> Übungsaufgabe 1
Beantworte anhand des Erinnerungstexts über den deutschen Professor die folgenden Fragen.
(a) Wie viele Jahre liegen die geschilderten Vorgänge zurück?
(b) Zu welcher Richtung gehörte der Professor seinen Anschauungen nach?
(c) Welchen Wunsch hatte der Professor vor dem ersten persönlichen Kennenlernen geäußert?
> Übungsaufgabe 2
Setze den Erinnerungstext über den deutschen Professor nach seinem letzten Satz fort.

> Seitenauszug
☆ ☆ ☆ ☆

Wenn ich heute, nach neunzehn Jahren, alle jene Vorgänge überlege, dann bin ich oft versucht, selbst an dem zu zweifeln, was ich in Wirklichkeit erlebt, dass nämlich ein deutscher Professor, ein Mann, der seinen Anschauungen nach zu den sehr gemäßigten Kathedersozialisten gehörte, sich erbot, einem russischen Sozialisten zur Flucht zu verhelfen, mit ihm Pläne schmiedete und dabei sich persönlich der größten Gefahr aussetzte. Und dabei hatte doch dieser Mann, ehe er mich persönlich kennen lernte, den Wunsch geäußert, dass ich der russischen Regierung ausgeliefert werden sollte!

☆ ☆ ☆ ☆

> Zeilenliste

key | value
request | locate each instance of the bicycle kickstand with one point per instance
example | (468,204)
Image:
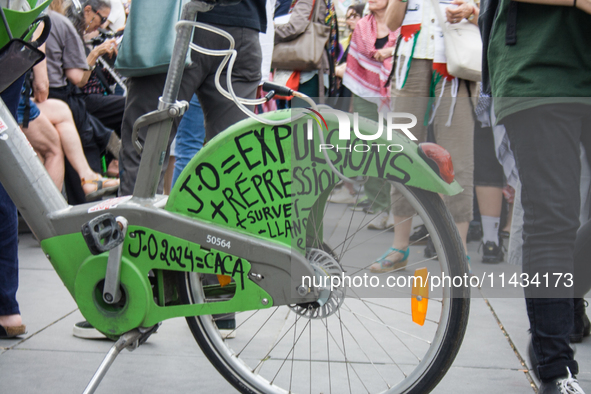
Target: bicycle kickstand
(131,340)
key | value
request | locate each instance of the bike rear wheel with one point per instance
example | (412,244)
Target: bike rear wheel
(366,341)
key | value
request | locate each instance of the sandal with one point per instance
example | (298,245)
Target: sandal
(383,264)
(11,332)
(102,186)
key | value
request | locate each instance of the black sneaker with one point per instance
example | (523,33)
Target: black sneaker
(430,252)
(419,237)
(565,385)
(474,231)
(492,252)
(582,325)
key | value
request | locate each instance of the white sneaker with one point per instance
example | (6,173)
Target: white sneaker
(380,222)
(343,196)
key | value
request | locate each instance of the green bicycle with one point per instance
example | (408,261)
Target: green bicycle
(251,211)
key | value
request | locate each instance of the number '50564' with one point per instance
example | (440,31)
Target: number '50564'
(218,241)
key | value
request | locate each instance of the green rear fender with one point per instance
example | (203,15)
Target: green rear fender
(264,180)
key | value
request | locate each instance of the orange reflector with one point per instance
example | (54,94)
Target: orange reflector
(420,296)
(224,280)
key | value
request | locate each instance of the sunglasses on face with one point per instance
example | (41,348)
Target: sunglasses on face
(103,18)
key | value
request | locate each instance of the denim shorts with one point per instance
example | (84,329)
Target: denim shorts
(33,112)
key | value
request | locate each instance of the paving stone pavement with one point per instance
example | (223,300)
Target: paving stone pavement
(48,359)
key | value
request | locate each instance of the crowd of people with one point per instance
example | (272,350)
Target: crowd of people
(391,57)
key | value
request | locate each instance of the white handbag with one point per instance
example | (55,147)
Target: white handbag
(463,47)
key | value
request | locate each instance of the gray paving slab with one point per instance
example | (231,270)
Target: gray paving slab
(50,360)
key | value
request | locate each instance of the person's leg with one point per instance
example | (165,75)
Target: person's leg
(190,136)
(9,311)
(45,139)
(59,114)
(489,182)
(545,141)
(218,111)
(142,97)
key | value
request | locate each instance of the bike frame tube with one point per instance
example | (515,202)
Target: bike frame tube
(25,179)
(158,133)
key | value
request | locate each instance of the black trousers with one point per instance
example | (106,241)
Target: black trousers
(108,109)
(545,140)
(218,111)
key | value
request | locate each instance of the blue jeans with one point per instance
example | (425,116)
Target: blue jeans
(545,141)
(9,227)
(190,136)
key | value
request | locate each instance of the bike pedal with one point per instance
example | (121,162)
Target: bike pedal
(102,233)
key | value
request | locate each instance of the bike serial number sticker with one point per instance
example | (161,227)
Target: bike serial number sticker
(218,241)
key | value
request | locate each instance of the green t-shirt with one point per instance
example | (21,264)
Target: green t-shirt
(550,63)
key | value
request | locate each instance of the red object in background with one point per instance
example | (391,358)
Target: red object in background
(438,159)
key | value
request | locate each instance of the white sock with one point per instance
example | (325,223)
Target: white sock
(490,229)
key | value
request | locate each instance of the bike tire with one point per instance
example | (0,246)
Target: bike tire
(428,371)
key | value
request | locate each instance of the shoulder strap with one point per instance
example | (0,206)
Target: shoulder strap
(314,12)
(511,32)
(440,18)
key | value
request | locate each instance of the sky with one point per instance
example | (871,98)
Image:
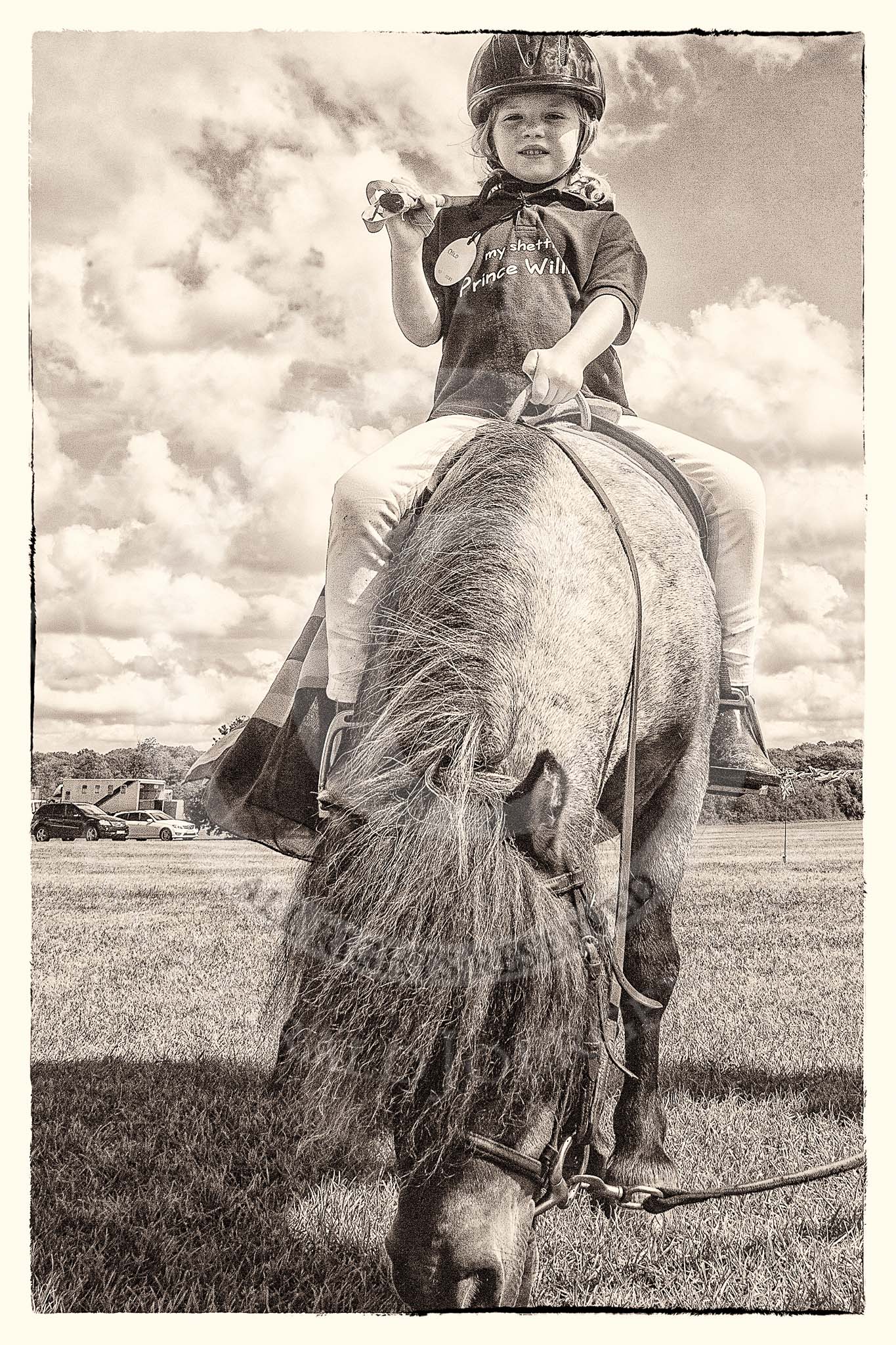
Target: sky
(214,342)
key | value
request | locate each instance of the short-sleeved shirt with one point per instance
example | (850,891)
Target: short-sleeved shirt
(539,263)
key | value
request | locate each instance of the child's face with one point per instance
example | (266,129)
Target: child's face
(536,135)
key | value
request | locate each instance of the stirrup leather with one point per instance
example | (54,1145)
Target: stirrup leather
(341,722)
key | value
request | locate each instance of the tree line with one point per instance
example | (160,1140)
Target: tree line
(811,799)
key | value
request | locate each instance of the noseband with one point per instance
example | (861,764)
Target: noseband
(574,1129)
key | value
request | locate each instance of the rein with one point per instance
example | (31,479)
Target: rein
(574,1129)
(554,1188)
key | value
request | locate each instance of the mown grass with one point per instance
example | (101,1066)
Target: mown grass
(164,1176)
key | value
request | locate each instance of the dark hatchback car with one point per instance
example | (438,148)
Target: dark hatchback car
(75,820)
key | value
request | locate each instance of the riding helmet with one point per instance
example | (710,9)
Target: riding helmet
(561,62)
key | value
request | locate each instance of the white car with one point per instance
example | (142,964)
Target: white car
(156,826)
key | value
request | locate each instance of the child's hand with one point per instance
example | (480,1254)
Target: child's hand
(557,376)
(410,229)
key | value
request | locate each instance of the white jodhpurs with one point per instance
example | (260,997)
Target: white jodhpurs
(734,500)
(373,495)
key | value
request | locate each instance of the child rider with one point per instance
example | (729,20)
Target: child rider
(535,102)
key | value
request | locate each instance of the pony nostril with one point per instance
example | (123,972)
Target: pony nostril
(445,1286)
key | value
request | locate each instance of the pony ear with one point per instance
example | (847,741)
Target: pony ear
(532,813)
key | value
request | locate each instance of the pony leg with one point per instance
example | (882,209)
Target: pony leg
(661,843)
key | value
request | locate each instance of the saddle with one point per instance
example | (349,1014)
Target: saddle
(589,416)
(265,776)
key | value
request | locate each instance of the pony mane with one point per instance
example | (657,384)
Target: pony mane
(437,984)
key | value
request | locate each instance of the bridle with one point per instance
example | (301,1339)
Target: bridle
(574,1130)
(572,1138)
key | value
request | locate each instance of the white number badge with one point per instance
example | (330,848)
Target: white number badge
(456,260)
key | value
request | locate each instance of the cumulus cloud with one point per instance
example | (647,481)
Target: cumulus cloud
(766,370)
(214,346)
(765,53)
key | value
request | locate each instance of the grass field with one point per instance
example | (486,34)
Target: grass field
(164,1178)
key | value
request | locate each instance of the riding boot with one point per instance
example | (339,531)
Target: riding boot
(738,758)
(333,745)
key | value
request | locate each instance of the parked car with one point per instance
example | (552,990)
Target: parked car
(156,826)
(75,820)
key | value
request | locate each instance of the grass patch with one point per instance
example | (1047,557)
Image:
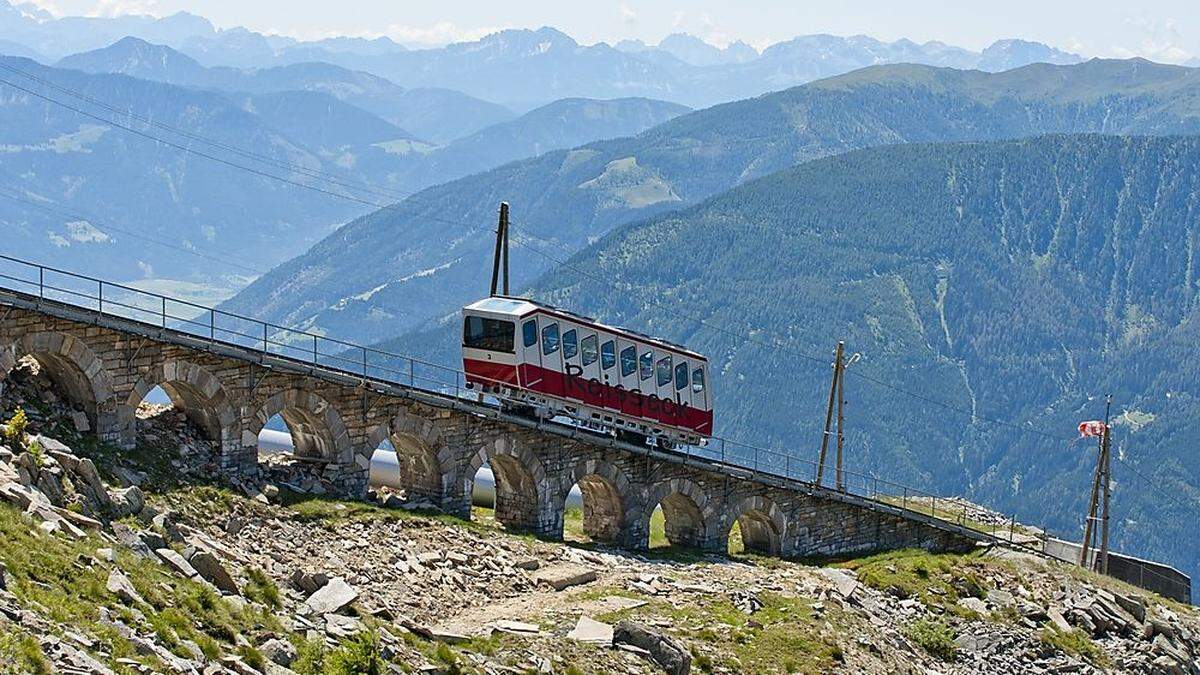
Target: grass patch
(935,637)
(1074,643)
(61,577)
(262,589)
(22,652)
(934,579)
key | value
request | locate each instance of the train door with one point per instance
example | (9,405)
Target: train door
(529,365)
(630,399)
(589,362)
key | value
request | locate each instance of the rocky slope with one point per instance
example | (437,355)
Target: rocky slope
(175,573)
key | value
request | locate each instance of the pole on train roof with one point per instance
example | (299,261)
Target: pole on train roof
(504,225)
(502,231)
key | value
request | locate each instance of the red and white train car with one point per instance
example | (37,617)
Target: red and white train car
(551,363)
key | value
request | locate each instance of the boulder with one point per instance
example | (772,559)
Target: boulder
(277,651)
(130,539)
(671,656)
(331,597)
(127,501)
(120,586)
(564,575)
(177,562)
(210,568)
(592,632)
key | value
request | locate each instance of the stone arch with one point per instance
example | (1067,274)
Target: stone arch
(317,429)
(687,509)
(762,524)
(419,452)
(520,484)
(195,392)
(605,494)
(75,368)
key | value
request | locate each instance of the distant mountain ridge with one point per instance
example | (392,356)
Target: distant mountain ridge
(415,267)
(681,69)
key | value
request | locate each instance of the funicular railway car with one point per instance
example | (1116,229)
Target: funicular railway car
(544,362)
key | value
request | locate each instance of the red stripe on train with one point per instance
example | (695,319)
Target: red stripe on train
(593,393)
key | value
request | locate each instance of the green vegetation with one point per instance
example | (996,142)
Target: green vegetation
(935,637)
(15,430)
(22,652)
(934,579)
(783,637)
(45,571)
(1074,643)
(262,589)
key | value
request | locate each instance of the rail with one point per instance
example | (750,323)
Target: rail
(370,364)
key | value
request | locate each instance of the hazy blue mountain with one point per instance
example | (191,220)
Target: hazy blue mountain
(149,190)
(431,114)
(682,69)
(395,269)
(1013,280)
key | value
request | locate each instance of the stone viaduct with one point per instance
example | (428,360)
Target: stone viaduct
(107,364)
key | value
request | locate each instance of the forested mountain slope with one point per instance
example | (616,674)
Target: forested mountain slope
(394,269)
(1017,282)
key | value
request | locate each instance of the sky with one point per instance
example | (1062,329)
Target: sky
(1165,30)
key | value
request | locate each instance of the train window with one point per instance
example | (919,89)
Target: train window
(588,346)
(664,371)
(491,334)
(628,360)
(570,344)
(550,339)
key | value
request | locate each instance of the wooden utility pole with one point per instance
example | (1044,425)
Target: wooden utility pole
(502,251)
(833,393)
(1098,502)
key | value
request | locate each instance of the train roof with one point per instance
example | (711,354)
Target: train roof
(522,306)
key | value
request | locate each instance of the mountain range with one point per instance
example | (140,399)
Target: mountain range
(102,195)
(393,270)
(995,291)
(681,69)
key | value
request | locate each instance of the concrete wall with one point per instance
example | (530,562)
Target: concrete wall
(1147,574)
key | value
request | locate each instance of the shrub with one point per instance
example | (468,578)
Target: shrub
(358,656)
(15,430)
(262,589)
(935,637)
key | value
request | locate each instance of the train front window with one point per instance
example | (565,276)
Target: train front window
(588,346)
(491,334)
(628,360)
(570,344)
(550,339)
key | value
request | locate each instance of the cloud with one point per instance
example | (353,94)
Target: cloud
(1161,41)
(627,13)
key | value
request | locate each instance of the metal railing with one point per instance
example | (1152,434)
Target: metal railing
(303,347)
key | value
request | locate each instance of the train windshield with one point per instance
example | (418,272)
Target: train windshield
(491,334)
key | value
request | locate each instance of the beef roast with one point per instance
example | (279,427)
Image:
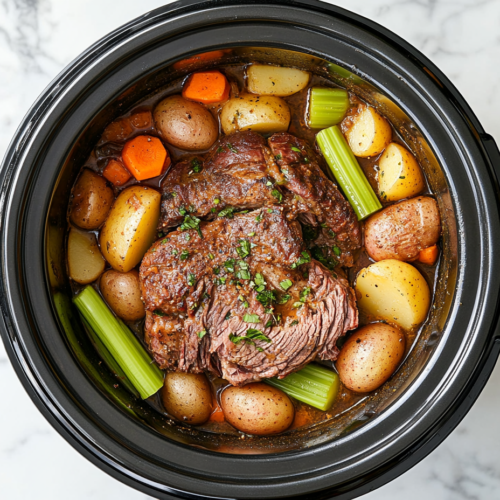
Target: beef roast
(243,300)
(243,172)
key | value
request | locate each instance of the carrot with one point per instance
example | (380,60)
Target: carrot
(145,156)
(217,413)
(203,57)
(116,173)
(428,255)
(207,87)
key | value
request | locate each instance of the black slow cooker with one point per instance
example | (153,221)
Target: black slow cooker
(381,438)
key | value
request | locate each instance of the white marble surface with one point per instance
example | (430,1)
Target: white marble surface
(39,37)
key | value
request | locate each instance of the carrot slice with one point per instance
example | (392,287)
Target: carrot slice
(207,87)
(217,413)
(116,173)
(203,57)
(428,255)
(145,156)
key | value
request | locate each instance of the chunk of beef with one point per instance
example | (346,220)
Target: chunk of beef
(198,292)
(242,172)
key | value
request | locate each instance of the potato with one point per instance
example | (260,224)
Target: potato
(185,124)
(370,356)
(400,175)
(122,292)
(85,261)
(369,133)
(92,200)
(264,114)
(257,409)
(402,230)
(187,397)
(393,291)
(130,228)
(274,80)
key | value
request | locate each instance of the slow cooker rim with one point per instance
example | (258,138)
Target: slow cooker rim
(167,9)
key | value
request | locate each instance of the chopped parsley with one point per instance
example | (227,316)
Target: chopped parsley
(192,222)
(284,298)
(251,318)
(196,165)
(244,249)
(227,212)
(303,259)
(277,195)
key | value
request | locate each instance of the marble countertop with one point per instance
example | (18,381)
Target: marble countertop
(39,37)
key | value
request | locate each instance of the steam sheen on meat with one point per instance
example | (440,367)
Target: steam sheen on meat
(204,295)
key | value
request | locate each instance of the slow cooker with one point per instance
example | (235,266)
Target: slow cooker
(376,441)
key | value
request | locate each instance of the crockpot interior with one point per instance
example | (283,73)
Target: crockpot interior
(86,357)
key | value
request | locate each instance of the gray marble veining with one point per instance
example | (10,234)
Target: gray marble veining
(39,37)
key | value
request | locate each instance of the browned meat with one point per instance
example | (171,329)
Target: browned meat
(242,172)
(218,303)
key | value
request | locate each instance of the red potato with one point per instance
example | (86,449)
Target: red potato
(370,356)
(402,230)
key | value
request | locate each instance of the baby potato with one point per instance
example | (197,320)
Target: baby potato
(402,230)
(130,227)
(400,175)
(370,356)
(85,261)
(185,124)
(274,80)
(187,397)
(263,114)
(122,292)
(257,409)
(393,291)
(369,133)
(92,200)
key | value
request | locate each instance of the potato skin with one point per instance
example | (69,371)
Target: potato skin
(263,114)
(368,133)
(187,397)
(257,409)
(185,124)
(92,200)
(402,230)
(393,291)
(370,356)
(122,292)
(130,228)
(400,175)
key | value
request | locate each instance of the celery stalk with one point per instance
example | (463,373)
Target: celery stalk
(347,171)
(127,351)
(313,384)
(327,106)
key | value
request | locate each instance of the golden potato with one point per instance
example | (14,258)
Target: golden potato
(263,114)
(187,397)
(402,230)
(122,292)
(370,356)
(130,228)
(394,291)
(368,133)
(399,174)
(92,200)
(185,124)
(273,80)
(85,261)
(257,409)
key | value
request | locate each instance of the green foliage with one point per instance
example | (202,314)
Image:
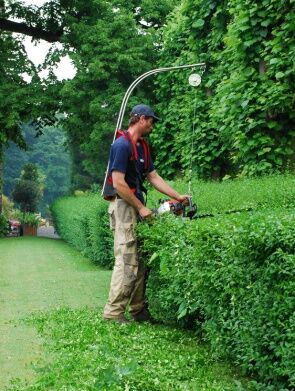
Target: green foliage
(28,189)
(112,47)
(232,277)
(229,277)
(28,218)
(92,354)
(83,222)
(243,112)
(4,226)
(49,154)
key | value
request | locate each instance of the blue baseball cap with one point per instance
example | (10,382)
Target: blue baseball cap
(144,110)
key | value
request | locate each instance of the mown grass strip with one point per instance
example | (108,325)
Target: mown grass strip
(92,354)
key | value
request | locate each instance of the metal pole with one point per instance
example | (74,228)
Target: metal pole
(131,88)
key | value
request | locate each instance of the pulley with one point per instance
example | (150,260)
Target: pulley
(194,80)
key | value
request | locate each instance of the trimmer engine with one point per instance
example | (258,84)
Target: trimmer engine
(177,208)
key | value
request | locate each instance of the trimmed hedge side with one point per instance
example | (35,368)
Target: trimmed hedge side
(230,277)
(83,222)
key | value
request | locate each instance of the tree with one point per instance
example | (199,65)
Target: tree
(110,44)
(244,122)
(28,189)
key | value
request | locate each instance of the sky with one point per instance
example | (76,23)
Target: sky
(37,53)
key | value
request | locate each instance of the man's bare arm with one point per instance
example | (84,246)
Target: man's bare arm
(124,192)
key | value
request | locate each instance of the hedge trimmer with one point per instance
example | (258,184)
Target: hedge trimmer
(190,211)
(177,208)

☆ ☆ ☆ ☆

> Endergebnis 1
(a) Neunzehn Jahre.
(b) Zu den sehr gemäßigten Kathedersozialisten.
(c) Das erzählende Ich sollte der russischen Regierung ausgeliefert werden.

> Endergebnis 2
Der Herr Staatsanwalt v. Berg, der während des ganzen Gesprächs im Zimmer blieb, spielte dabei eine furchtbar komische Rolle. Er verstand natürlich nicht ein Wort, weil wir ja russisch sprachen; da er uns aber lachen sah, lächelte er auch und tat, als wenn er seine Freude an uns habe. Dass wir uns über ihn lustig machten und unser Lachen ihm galt, ahnte er freilich nicht. Wir berieten zum Beispiel mit Professor Thun, was dieser über unser Gespräch berichten sollte, und konnten nicht umhin, uns auszumalen, welche Wut wohl diesen streng gemessenen, korrekten und formalistischen alten Herrn erfassen würde, wenn er erfahren könnte, was wir in Gegenwart seiner würdevollen Person ausheckten.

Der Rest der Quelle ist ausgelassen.